Required action 1.
According to the excerpt on screwworm sterile fly releases, how many sterile flies does the airplane drop over each infested zone, and how often?
Required action 2.
From the excerpt on screwworm sterile fly releases, pull out the exact text starting with "Cole reports there" and going on through "over infested zones.".
Excerpt Block Start
Cole reports there are about 40 aerial dispersal flights per week releasing approximately 100 million sterile flies in the dispersal area (shown on the map on this page and updated every Tuesday and Thursday). This week, about 40 million of the total sterile flies were released in the U.S.

AirplaneFlyDrop_3287.jpg
Doug Anderson, a member of the USDA NWS strike team, explains the flight pattern for sterile fly dispersal over an infested zone on June 10.
(Angie Stump Denton)

Saturating the Skies: A Million Flies per Flight

The sterile flies being released by air originate from COPEG as pupae. They are then allowed to hatch at the facility in Edinburg and then are released over infested zones.

“Over each infested zone — every confirmed case of screwworm — the airplane releases a million sterile flies twice a week,” Anderson explains.

Pupae from COPEG arrive in the U.S., and members of USDA Strike Team pick up and transport them to Laredo where they are prepared for release.
Excerpt Block End
Given material Block Start
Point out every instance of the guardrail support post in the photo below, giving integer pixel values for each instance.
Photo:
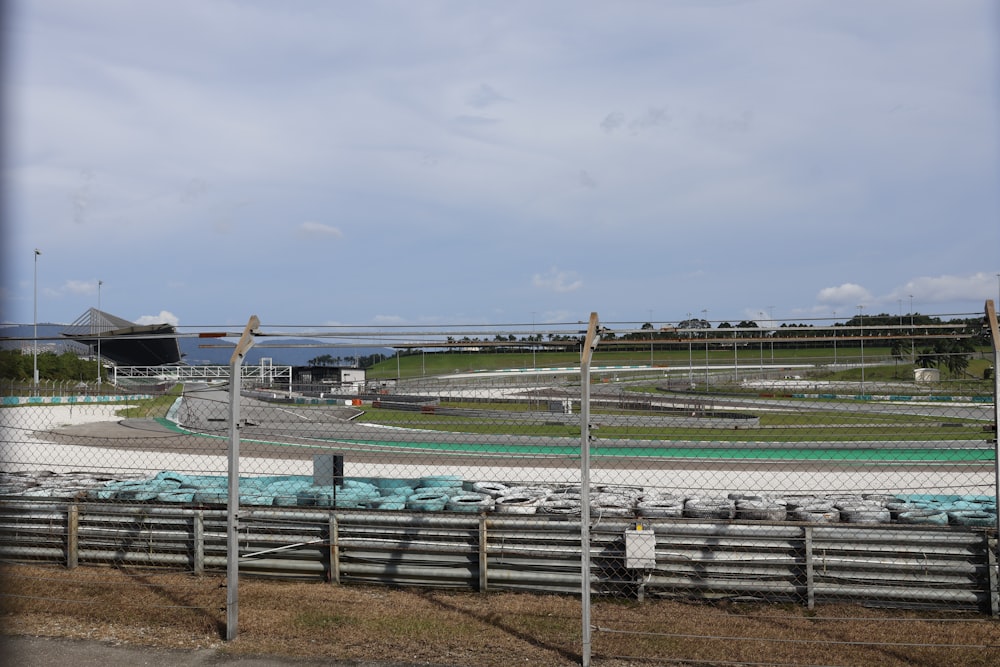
Given material Block End
Response 1.
A million sterile flies twice a week.

Response 2.
Cole reports there are about 40 aerial dispersal flights per week releasing approximately 100 million sterile flies in the dispersal area (shown on the map on this page and updated every Tuesday and Thursday). This week, about 40 million of the total sterile flies were released in the U.S.

AirplaneFlyDrop_3287.jpg
Doug Anderson, a member of the USDA NWS strike team, explains the flight pattern for sterile fly dispersal over an infested zone on June 10.
(Angie Stump Denton)

Saturating the Skies: A Million Flies per Flight

The sterile flies being released by air originate from COPEG as pupae. They are then allowed to hatch at the facility in Edinburg and then are released over infested zones.